▶ **GIVEN INFORMATION**

——

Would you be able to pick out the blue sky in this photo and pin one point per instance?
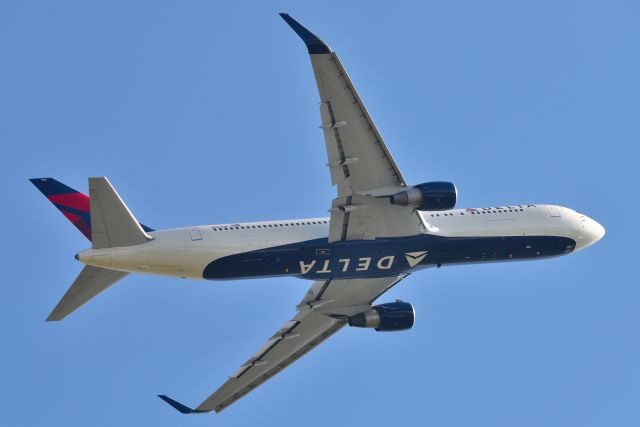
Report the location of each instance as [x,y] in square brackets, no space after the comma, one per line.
[202,112]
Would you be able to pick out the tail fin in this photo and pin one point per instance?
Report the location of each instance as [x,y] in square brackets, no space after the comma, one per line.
[73,204]
[105,220]
[90,282]
[112,223]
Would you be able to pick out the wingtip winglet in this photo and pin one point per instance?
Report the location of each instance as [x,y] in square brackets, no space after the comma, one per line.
[179,406]
[314,44]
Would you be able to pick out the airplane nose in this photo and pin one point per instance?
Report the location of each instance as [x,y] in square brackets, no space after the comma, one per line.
[589,232]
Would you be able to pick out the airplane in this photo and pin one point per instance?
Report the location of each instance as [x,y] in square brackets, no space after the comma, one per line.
[380,230]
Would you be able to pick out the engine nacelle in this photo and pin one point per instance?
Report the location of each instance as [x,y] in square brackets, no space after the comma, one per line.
[393,316]
[430,196]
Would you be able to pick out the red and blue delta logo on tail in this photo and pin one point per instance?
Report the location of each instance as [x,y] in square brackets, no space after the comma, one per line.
[74,205]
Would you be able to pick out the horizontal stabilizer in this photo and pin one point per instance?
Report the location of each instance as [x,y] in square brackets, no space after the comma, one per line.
[179,406]
[112,223]
[90,282]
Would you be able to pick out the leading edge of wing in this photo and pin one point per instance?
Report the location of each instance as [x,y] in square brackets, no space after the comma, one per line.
[314,44]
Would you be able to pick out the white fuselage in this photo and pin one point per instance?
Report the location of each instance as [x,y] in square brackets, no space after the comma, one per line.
[185,252]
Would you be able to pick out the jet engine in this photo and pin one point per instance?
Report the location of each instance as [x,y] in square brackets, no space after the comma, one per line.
[430,196]
[393,316]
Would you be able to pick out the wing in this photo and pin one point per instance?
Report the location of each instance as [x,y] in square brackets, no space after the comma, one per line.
[360,164]
[320,314]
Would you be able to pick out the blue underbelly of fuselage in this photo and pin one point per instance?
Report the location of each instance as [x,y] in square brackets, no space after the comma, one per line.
[317,259]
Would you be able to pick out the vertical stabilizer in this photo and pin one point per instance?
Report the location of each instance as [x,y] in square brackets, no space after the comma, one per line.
[112,223]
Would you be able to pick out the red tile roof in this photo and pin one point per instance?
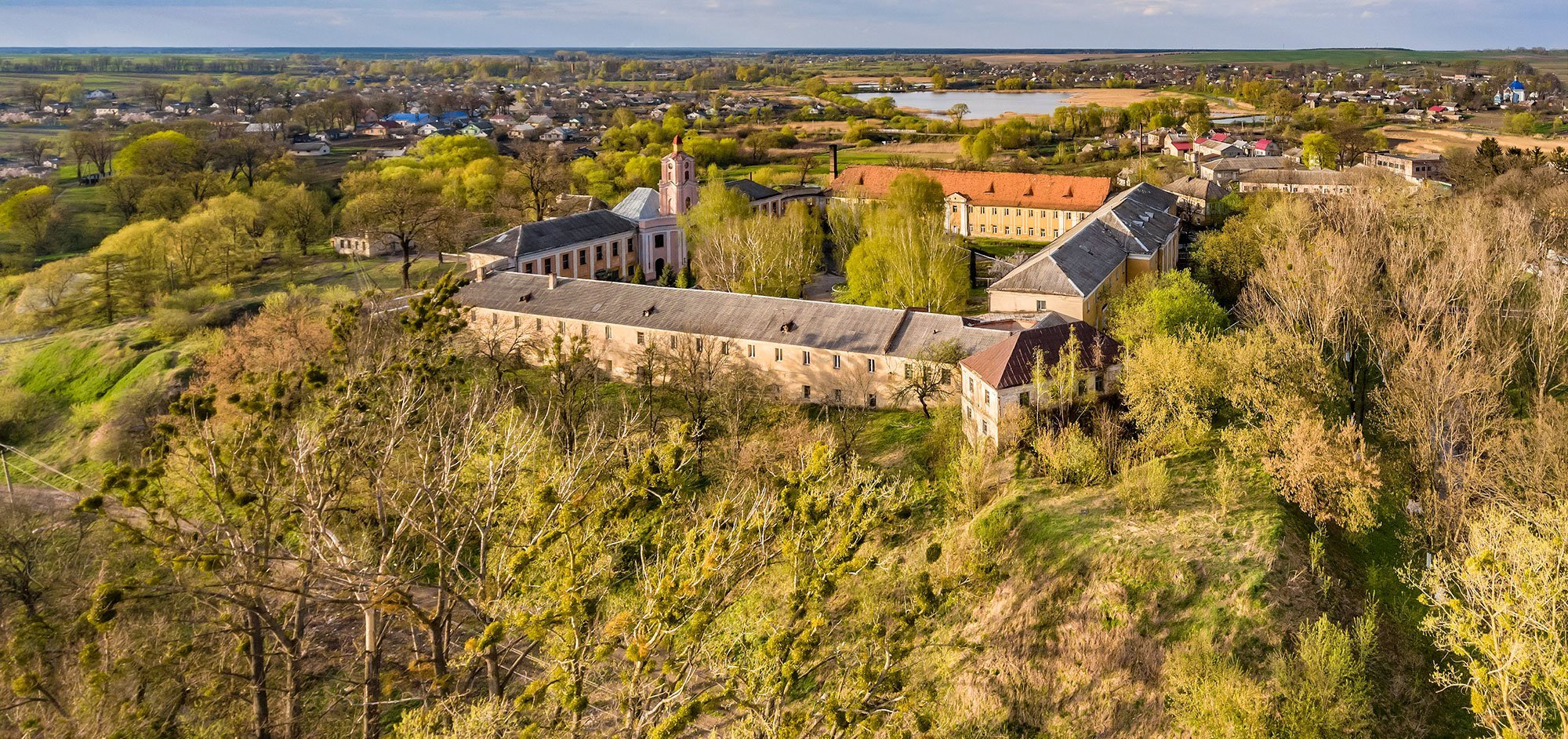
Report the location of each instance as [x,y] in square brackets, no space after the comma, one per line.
[1054,192]
[1012,362]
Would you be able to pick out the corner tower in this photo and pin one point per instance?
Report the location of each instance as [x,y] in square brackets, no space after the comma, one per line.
[677,181]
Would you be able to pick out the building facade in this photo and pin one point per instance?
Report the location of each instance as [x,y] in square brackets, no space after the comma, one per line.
[639,235]
[1136,233]
[1015,206]
[807,352]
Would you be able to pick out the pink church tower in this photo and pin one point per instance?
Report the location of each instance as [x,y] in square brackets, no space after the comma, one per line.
[677,181]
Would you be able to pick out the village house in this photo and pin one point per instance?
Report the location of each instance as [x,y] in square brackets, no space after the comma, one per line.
[365,246]
[1031,208]
[1133,235]
[1412,167]
[998,380]
[1227,170]
[1304,181]
[1194,197]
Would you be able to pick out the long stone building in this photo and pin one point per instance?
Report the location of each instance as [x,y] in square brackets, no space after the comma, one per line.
[852,355]
[1017,206]
[1134,235]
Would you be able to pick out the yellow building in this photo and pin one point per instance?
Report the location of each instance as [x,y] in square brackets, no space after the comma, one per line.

——

▶ **TASK BRIEF**
Each line of the data needs to be output exactly, with any image excluded.

▶ **YOUR SOLUTION**
Would you be able to pick out the blue sky in this photo and pin one point per instance?
Report the location of each instance as [x,y] in square brackets, no space after the comma, one per line.
[202,112]
Would you be able to pick out the tail fin in this photo and pin one point per instance?
Report the location of each instance as [x,y] in square brackets, no space after the comma, one per line.
[73,204]
[105,220]
[90,282]
[112,223]
Would you be able to pick out the wingtip winglet in this photo and pin one point per instance?
Report the location of each instance as [x,y] in square brackets, no space after the comma, one per line.
[179,406]
[314,44]
Would you be able to pick out the airplane nose in this photo and pin one point per instance?
Report the location of each instance as [x,y] in square brackets, no space after the comma, one per line.
[589,232]
Would you be able to pick out the airplane in this photo and pin one point per instance?
Report the location of each instance as [x,y] in square brackets, no space after the comma, one per line.
[380,230]
Would you be able to pick out the engine nacelle in this photo and pin one point per instance?
Report the location of each instance as [x,y] in square brackets, no space after the comma, one per line.
[393,316]
[430,196]
Would you be able to pick out the red and blue delta logo on tail in this photo and pin one point per instance?
Report the location of each instance as [x,y] in square brackets, no space after the comma, one per line.
[74,205]
Would you be able to pick out the horizontal stabilizer in this photo and pin one point per instance?
Report the location of each instance as [x,y] in square brackets, no space after the comma, one per line.
[179,406]
[112,223]
[90,282]
Would you be able to pick out the leading edge of wing in this photo and pin one point per instance?
Report the location of each instance as [x,y] in square brackets, no space after the comma, one per line.
[314,44]
Would you be able to pick out the white fuselage in this photo and pin one point per instance?
Report the location of each instance as [x,y] in square brackets, no space after the comma, one per line.
[185,252]
Would you be able to pick out the jet engine in this photo and pin one point per instance?
Report the location of each instance as [x,y] in square brackets, no space after the comma, one per line.
[430,196]
[393,316]
Would you be able to pick out the wing in this photo and pin one point per instance?
Report the location of each instance as [x,y] in square brackets, no space after the comma, one per line.
[360,164]
[320,314]
Would you be able to pick out the blue underbelly of fuselage in this photo and pin one point per instance?
Report the location of each instance as [x,y] in square brackets, no space after the comma, one per line.
[317,259]
Would you be able to pick out the vertical stabilizer in this photo and pin one point per instance?
Report the location of each instance as [x,y] in square brackets, no space after the comma, one per line.
[112,223]
Would you be able to pick out the red tile roof in this photo and pin one point per instance?
Report the location of each instance as [x,y] in square brackets, no space after the comma, one per line.
[1054,192]
[1012,362]
Would you be able to pick out the corner tower in this photo and pin one point per instance?
Report the location of each instance as [x,y] in square brackets, no space after the comma, one per line.
[677,181]
Would you be able to pick out the building facade in this photo and pin one point per instance?
Report the location of each instance as [x,y] in square brackets, no space after the comma, one per line.
[639,235]
[1136,233]
[1015,206]
[807,352]
Would you be able to pick out the pink church tower in this photo and pin one point per instance?
Report the location of each instance as [x,y] in square brackets, no space after the comma, one per line.
[677,181]
Would you be able to pick out the village house in this photo and pin one point per instance?
Report the location of each instance as [x,y] in square brackets, no space after the comma, one per line.
[365,246]
[1031,208]
[1133,235]
[1412,167]
[998,380]
[1227,170]
[1304,181]
[1194,197]
Would you be able to pick out the long stone building in this photo and pin one point per instance?
Report the location of each instance as [x,y] in square brackets, no space after the comma, one per line.
[852,355]
[1017,206]
[1134,235]
Would you be able to pick out the yellow building in this photo and pin one point per instance?
Report the location of each instance as [x,y] in square brackets, no space after the comma, one per line.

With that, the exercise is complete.